# SET TASKS
1. Translate this sentence from the interview on the Vorkosigan series into Spanish: "Then I went back and found the beginning, and the rest is history."
2. According to the interview on the Vorkosigan series, what was the first scene of The Warrior's Apprentice to come to mind?
3. Pick up the interview on the Vorkosigan series after its final sentence and carry it further.

After seeing the thoughtful nifty comments Lois has been kind enough to make on my posts about the Vorkosigan books, I thought she might be willing to answer some direct questions about writing the series. You can tell by reading her books that she’s wise and thoughtful and funny, but you’d never guess how modest she is about her own achievements.
Jo: You wrote the beginning of the series really seriously out of chronological order. Why did you do that?
LMB: Random chance, mostly. The first three books were written on spec, without assurance that all or even any would ever sell, or in what combinations. Shards of Honor was simply a first novel, with no certainty of even reaching its own end (which, indeed, it overshot in its first draft, up to what is now Chapter 8 or so of Barrayar.) The Warrior’s Apprentice flowed directly from Shards—the first scene to bloom in my head, which the book was eventually written to reach (much mutated by then), was the death of Bothari, defending Miles. Then I went back and found the beginning, and the rest is history.
Because nothing had sold by the time I finished WA, Ethan of Athos was written to stand alone (yet be optionally part of the future history/series), and to be short, because the current cargo-cult rumor amongst the wanna-be-published back then was that editors would be more likely to read a short manuscript out of their shush piles first.
Falling Free started with the idea of Arde Mayhew, the obsolete jump pilot from WA, going off to find an RG ship at some interstellar junk dealers who were themselves obsolete bioengineering. It became FF via a couple of phone conversations with Jim Baen, in which he more-or-less encouraged me to forget Arde and concentrate on the quaddies, and I again reasoned my way back to their beginnings to start. (I wanted to be sure if I wrote something, it would be something Jim wanted to buy. This issue was of somewhat less concern a decade later.) FF kinda wanted to be a trilogy (following some sort of “escape from Pharaoh – 40 years in the wilderness – arrival at Canaan” template), but I got distracted, plus I didn’t want to spend 40 years in the wilderness. Brothers in Arms, the next to be written (after the novella “Borders of Infinity” which was written during a break in the first third of FF) started with a piece of music that triggered a mental picture of a rather cocky Miles, and some Dendarii, that somehow became the opening set-up of the book. I’m not sure I’d even thought of Mark at the time I began the opening chapters.
The Vor Game, next, therefore was a prequel, written to answer the question, “So, just how did Miles get from the end of WA, where we left him at the space academy, to the position of the seasoned mercenary commander we just saw in the last two tales?”
And Barrayar (another prequel) was written to recycle the cut-off end of the original Shards, because I was desperately broke and looking to fake some speed of production.

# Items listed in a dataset
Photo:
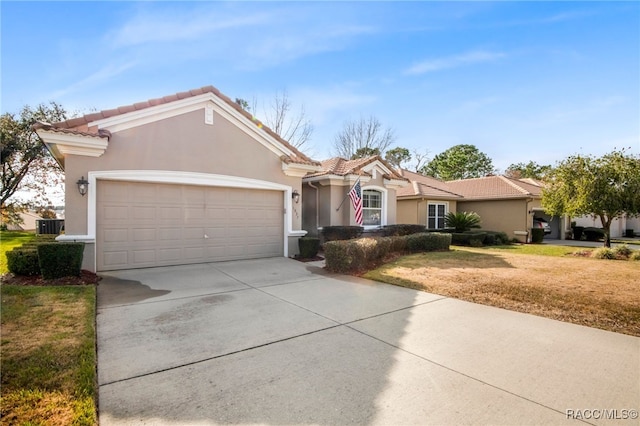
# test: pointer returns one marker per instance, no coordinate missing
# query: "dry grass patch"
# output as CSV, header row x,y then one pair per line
x,y
596,293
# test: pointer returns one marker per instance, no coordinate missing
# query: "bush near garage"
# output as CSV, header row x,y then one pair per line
x,y
402,229
59,260
46,257
479,238
537,235
309,247
23,261
428,242
335,233
593,234
348,256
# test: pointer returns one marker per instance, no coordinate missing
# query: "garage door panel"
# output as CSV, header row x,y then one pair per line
x,y
141,224
144,257
116,259
171,214
169,233
169,255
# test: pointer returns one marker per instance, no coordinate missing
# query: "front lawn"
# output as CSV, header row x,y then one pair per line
x,y
597,293
9,240
48,355
48,359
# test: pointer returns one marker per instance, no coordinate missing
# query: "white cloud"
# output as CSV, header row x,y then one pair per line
x,y
176,25
103,74
438,64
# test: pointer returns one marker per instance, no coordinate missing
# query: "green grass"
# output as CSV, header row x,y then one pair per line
x,y
48,355
9,240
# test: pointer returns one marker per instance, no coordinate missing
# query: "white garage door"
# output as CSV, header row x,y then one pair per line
x,y
147,224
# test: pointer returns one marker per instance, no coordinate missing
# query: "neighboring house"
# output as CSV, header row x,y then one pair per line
x,y
29,222
618,227
504,204
325,193
187,178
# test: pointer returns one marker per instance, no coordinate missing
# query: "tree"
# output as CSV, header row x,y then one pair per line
x,y
365,152
365,133
243,104
531,170
398,156
459,162
421,157
295,129
26,163
607,187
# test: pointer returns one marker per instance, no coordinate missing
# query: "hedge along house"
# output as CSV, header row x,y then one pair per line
x,y
187,178
325,194
504,204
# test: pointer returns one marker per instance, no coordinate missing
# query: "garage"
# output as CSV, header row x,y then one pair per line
x,y
141,225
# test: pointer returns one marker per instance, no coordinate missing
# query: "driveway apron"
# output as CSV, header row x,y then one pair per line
x,y
276,341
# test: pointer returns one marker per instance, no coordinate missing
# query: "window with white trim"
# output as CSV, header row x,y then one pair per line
x,y
436,213
371,207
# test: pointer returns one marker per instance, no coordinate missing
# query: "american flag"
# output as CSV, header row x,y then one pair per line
x,y
356,199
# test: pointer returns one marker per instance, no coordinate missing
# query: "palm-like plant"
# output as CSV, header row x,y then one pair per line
x,y
462,221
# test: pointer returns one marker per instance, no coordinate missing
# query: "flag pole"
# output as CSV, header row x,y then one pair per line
x,y
345,197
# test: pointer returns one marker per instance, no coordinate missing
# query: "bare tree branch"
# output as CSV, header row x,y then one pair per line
x,y
363,135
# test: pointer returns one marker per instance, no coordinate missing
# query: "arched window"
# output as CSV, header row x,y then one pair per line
x,y
371,207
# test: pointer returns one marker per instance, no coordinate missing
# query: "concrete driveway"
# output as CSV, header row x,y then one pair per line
x,y
276,341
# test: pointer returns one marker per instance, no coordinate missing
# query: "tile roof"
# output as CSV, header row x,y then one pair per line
x,y
102,133
425,186
342,167
495,187
80,125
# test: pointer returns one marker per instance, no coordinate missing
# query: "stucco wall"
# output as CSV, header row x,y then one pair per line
x,y
181,143
415,211
335,207
506,216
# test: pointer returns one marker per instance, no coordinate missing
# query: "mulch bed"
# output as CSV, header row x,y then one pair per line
x,y
85,278
308,259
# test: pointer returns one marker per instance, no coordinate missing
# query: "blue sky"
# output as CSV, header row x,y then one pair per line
x,y
520,80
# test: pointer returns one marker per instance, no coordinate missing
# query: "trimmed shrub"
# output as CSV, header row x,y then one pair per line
x,y
537,235
472,239
462,221
398,244
622,251
603,253
500,238
334,233
577,232
593,234
428,242
23,261
309,247
402,229
444,230
352,255
59,260
347,256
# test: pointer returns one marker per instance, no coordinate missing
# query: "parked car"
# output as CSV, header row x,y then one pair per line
x,y
541,223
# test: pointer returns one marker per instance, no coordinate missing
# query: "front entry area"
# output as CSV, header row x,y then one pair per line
x,y
140,225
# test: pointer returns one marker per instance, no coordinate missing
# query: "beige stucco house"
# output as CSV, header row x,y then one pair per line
x,y
326,200
425,201
186,178
504,204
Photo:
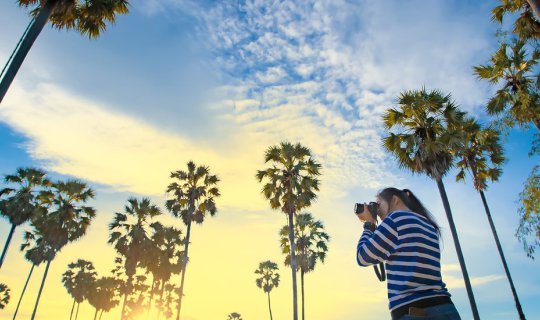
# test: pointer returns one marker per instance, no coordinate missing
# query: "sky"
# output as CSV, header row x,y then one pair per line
x,y
218,83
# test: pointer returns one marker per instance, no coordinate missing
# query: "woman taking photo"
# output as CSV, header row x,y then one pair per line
x,y
407,241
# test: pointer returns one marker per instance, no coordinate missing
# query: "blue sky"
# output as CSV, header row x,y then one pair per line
x,y
218,82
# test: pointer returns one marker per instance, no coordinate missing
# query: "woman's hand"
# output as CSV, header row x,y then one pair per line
x,y
365,215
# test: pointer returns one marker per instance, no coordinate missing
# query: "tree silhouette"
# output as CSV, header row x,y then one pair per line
x,y
193,199
290,185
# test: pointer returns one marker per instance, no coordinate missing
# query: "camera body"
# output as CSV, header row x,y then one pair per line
x,y
372,207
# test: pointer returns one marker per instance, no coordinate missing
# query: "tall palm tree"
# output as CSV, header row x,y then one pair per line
x,y
518,100
35,255
168,243
482,155
78,280
138,301
290,185
193,194
268,280
4,295
18,203
167,303
65,220
88,17
234,316
102,295
312,246
426,128
130,237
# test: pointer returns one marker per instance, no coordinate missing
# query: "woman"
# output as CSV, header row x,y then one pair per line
x,y
407,240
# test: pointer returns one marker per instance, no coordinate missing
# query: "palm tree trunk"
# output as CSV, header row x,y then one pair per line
x,y
6,246
499,248
77,312
535,5
128,291
293,265
184,265
151,296
72,308
41,289
161,298
269,308
24,290
448,211
302,284
26,44
536,121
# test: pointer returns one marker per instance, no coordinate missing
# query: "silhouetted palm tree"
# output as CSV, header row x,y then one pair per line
x,y
312,246
168,243
18,202
290,185
65,220
167,303
268,280
130,237
427,130
35,255
482,155
88,17
102,295
138,301
4,295
78,281
193,198
234,316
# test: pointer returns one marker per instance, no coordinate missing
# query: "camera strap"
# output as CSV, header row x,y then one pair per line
x,y
380,271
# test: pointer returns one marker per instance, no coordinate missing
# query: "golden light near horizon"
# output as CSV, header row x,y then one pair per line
x,y
218,83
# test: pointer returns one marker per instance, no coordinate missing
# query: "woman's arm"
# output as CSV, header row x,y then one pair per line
x,y
377,246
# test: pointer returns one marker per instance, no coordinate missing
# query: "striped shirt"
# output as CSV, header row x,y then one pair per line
x,y
409,245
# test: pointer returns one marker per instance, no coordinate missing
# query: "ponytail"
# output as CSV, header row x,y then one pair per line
x,y
411,201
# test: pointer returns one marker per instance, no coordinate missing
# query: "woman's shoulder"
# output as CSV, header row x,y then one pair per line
x,y
401,215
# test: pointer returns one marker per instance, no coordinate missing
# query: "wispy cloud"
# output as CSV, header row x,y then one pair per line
x,y
316,72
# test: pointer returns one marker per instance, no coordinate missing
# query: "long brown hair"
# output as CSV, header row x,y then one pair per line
x,y
411,201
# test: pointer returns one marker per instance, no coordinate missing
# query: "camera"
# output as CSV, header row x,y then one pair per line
x,y
373,208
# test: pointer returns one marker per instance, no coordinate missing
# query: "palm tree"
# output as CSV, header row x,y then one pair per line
x,y
102,295
518,100
19,203
234,316
139,297
193,198
312,246
167,260
427,126
4,295
87,17
130,237
78,280
171,298
35,255
482,156
65,220
268,280
290,185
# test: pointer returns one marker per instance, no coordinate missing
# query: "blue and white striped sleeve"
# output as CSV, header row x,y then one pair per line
x,y
377,246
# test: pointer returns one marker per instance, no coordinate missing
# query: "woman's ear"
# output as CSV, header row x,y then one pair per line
x,y
395,201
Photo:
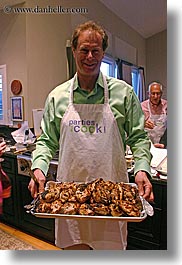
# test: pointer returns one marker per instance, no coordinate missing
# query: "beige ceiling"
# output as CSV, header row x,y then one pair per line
x,y
147,17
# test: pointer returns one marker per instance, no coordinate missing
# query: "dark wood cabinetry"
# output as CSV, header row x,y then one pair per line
x,y
13,207
10,214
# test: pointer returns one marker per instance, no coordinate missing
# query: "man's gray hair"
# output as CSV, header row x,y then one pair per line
x,y
154,83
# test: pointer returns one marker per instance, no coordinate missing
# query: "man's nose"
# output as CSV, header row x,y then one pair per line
x,y
89,54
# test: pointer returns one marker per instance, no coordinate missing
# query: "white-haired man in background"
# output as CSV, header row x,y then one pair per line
x,y
155,111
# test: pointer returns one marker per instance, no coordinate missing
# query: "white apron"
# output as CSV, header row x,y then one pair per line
x,y
90,147
160,121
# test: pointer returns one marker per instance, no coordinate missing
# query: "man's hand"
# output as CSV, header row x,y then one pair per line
x,y
144,186
38,187
149,124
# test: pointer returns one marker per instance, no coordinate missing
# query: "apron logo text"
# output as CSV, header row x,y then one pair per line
x,y
86,126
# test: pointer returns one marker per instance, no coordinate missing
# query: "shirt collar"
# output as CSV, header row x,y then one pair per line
x,y
99,82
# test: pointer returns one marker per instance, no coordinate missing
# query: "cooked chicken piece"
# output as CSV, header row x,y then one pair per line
x,y
115,210
86,209
101,195
50,195
129,209
56,207
64,195
100,209
43,207
83,193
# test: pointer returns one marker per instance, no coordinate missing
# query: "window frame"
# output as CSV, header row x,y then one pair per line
x,y
4,121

# RESULTS BY TASK
1. Luego volví atrás y encontré el principio, y el resto es historia.

2. The death of Bothari, defending Miles.

3.
No grand plans, I’m afraid, although I did make some joking remark to Jim Baen about “a Miles decalogy” at one point (over breakfast at WorldCon 1986, iirc.) Then I broke off to write The Spirit Ring, something completely different. For a while, it wanted to spawn a sequel set in Venice, but that idea died.
I had the notion for something my three pages of penciled notes called “Simon Illyan’s memory chip goes glitchy,” which involved Miles, still firmly in the Dendarii, escorting the chip-damaged Illyan to Illyrica for repairs. But in plot-noodling with my friend Pat Wrede, who had listened to me complaining about the constraints of prequels a couple of times by now, she strongly suggested that if I were going to do something more with Mark and have it matter, it needed to be next. So then I started on Mirror Dance, with the earliest notions for Memory already in mind. By the time I arrived back at them, everything was changed, especially me; for one thing, I’d gone from 20-years-married to thankfully divorced in the interim. Big, big identity change there. Cetaganda was vamping, while things settled down and I got a grip on the next phase of my life.
It all looks inevitable only in retrospect.
Jo: How much did you know about the books you hadn’t written yet?
LMB: Rags and snatches, many of which turned out to be incomplete or just plain wrong by the time I arrived somewhere completely else, dumped out unceremoniously at some unexpected destination by the book just completed.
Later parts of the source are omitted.